▶ _DOCUMENT EXCERPT_:
Stressor type modulates host fitness and infectivity in different ways
Our meta-analysis documented the dominant effects of stressors on host fitness and pathogen infectivity. Interestingly, we found that infected and uninfected hosts had proportionally similar sensitivity to stressors regarding survival and fecundity. Furthermore, stressor type determined host fitness and pathogen infectivity outcomes. Although we found that resource limitation decreased host fecundity and pathogen intensity, other authors have described positive, negative, and unimodal relationships across animal taxa. For example, Cressler et al.(2014) found that as invertebrates increased their resource uptake, they increased their pathogen intensity, whereas increased resource consumption decreased pathogen intensity in vertebrates. They argued that this differential response could be due to their distinct immune systems and body sizes (Cressler et al. 2014). Contrary to their results, we found that both vertebrate and invertebrate hosts (which represented most of our data) reproduced less and carried a lower pathogen burden when facing limiting resources. One possible explanation is that hosts are investing resources in their immune defense mechanism at the cost of reproduction. In support of this hypothesis, it has been proposed that illness-mediated anorexia may enhance immune function by acting as a “master switch” that reduces the investment in other physiological processes (Hite et al. 2020). For example, Cumnocket al. (2018) showed that malaria-infected mice strongly reduced their food intake and switched their metabolism from burning sugar (glycolysis) to burning fats (ketosis), which influenced host tolerance to infections. Alternatively, resource limitations could negatively affect pathogens, decreasing their capacity to reproduce within hosts. A third explanation could be that hosts under limited resources could be smaller, and small hosts may carry fewer pathogens, therefore decreasing pathogen intensity within host. This has been reported in the snail-Schistosome system, where smaller snails carry fewer parasites (Civitello et al. 2022). Moreover, in Daphnia populations, food shortage reduced body size with subsequent reductions in spore loads of a microsporidian parasite (Pulkkinen & Ebert 2004).

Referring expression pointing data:
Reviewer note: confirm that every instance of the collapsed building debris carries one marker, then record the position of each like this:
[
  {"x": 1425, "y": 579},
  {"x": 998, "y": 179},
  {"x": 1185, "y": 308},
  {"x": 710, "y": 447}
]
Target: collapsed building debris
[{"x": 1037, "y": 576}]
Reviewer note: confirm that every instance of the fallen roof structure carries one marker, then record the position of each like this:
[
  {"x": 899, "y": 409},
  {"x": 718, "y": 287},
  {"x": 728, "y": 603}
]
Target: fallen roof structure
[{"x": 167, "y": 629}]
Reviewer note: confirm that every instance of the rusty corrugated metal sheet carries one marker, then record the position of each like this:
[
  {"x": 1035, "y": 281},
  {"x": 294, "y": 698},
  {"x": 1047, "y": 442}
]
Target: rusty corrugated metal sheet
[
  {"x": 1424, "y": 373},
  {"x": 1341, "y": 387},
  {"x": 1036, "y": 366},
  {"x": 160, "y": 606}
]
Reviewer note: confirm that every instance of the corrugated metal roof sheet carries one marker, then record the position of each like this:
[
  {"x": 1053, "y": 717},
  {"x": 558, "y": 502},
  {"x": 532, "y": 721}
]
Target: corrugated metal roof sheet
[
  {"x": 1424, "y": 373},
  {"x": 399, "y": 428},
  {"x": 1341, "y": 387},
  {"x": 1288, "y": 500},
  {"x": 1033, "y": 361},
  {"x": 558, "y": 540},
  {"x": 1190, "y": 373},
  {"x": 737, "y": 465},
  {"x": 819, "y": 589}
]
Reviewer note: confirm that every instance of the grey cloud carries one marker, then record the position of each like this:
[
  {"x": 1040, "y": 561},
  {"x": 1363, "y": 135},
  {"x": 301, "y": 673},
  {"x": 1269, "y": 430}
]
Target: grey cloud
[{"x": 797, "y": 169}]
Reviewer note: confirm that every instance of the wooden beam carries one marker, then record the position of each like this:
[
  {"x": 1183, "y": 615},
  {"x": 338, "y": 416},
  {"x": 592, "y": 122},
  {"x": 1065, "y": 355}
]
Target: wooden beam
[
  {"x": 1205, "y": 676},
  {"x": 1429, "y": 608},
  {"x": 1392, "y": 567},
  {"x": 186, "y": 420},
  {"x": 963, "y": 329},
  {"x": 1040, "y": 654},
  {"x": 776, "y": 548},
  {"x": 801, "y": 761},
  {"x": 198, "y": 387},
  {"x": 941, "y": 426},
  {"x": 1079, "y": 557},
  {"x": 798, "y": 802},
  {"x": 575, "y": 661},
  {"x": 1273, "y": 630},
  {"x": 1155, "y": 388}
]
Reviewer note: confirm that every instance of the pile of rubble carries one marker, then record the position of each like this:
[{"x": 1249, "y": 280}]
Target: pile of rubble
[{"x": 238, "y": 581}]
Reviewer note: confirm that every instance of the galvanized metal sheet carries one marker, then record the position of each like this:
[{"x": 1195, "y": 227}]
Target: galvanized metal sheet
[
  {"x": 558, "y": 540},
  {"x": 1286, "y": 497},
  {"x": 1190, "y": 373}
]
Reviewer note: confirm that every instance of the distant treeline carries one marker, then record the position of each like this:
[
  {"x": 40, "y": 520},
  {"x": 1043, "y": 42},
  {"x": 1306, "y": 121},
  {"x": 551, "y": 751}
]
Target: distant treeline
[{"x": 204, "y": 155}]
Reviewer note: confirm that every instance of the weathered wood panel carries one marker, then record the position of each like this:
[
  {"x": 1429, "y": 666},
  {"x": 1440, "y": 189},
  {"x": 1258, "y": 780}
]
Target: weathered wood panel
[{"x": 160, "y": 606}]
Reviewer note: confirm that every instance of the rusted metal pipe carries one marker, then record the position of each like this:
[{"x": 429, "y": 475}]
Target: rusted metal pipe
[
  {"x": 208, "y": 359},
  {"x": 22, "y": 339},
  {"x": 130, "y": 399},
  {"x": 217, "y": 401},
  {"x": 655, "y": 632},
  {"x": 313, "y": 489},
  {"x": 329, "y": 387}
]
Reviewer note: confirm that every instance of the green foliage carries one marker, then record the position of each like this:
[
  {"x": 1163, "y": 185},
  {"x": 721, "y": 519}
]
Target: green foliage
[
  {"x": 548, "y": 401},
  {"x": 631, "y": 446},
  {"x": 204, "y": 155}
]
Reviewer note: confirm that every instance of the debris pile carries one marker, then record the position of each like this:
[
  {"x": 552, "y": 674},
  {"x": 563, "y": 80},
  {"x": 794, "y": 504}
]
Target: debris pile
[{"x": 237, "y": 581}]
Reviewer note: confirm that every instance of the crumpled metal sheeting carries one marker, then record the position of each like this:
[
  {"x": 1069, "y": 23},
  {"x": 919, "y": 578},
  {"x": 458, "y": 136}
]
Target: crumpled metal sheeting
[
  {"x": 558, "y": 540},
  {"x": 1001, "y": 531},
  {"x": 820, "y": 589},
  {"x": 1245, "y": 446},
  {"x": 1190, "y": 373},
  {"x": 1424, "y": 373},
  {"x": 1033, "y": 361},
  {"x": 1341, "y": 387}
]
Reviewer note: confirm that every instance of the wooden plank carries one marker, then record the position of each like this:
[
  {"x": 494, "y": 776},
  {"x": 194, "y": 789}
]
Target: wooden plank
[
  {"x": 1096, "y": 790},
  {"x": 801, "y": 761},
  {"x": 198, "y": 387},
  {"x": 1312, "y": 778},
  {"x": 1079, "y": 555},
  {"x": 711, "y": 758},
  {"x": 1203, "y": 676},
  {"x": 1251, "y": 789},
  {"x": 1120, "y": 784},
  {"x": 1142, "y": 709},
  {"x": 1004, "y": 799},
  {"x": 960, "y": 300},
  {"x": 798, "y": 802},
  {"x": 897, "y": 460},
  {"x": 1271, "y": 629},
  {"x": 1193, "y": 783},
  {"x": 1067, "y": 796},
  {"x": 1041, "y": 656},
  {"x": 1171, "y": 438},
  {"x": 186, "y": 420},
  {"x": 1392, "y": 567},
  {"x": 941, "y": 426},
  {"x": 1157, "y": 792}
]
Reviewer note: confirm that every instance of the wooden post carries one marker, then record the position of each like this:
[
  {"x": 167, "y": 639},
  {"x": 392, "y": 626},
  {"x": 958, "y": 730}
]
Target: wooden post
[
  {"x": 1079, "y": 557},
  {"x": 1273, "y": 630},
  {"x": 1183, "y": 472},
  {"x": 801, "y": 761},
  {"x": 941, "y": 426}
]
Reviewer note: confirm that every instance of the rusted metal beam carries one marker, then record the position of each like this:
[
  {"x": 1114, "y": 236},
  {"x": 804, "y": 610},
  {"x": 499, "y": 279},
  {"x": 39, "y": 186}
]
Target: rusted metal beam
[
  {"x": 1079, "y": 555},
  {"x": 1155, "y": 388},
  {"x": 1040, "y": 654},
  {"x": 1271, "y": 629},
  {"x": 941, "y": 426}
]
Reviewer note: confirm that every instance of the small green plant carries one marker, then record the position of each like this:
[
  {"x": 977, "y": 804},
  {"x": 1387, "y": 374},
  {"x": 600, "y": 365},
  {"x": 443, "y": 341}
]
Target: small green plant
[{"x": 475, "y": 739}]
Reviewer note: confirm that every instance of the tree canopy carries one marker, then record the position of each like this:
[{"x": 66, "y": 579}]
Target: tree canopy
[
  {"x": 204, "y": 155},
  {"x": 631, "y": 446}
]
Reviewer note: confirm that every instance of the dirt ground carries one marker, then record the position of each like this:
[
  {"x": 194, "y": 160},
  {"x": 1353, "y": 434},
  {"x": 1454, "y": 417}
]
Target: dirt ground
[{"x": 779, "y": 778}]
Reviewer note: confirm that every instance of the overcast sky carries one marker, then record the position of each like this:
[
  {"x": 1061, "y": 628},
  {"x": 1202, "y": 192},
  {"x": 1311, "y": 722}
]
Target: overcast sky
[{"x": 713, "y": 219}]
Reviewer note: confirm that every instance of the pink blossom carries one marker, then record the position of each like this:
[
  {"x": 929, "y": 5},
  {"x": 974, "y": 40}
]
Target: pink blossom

▶ _PROBLEM DESCRIPTION_:
Continue the discussion of how stressor type affects host fitness and pathogen infectivity, starting after its last sentence.

▶ _THE ANSWER_:
Regarding endogenous environmental stressors, we found that when hosts are stressed, they survive less but have higher pathogen intensity. Coping with fluctuating abiotic environments can be energetically demanding for hosts, and human activities may exacerbate the frequency and severity of naturally occurring fluctuations. For example, temperature variation occurs naturally, but climate change makes it unpredictable or more drastic (Harvell et al. 2002; Marcogliese 2008). It is likely that hosts barely persisting in an environment are not able to resist infections (increasing pathogen proliferation) and/or compensate for the damage done by the pathogen (tolerating infection). One of the most documented examples of this possible scenario is given by the amphibian-chytrid fungus system under the pressure of climate change, increasing their susceptibility to pathogen infections (Alfordet al. 2007; Rollins-Smith et al. 2011).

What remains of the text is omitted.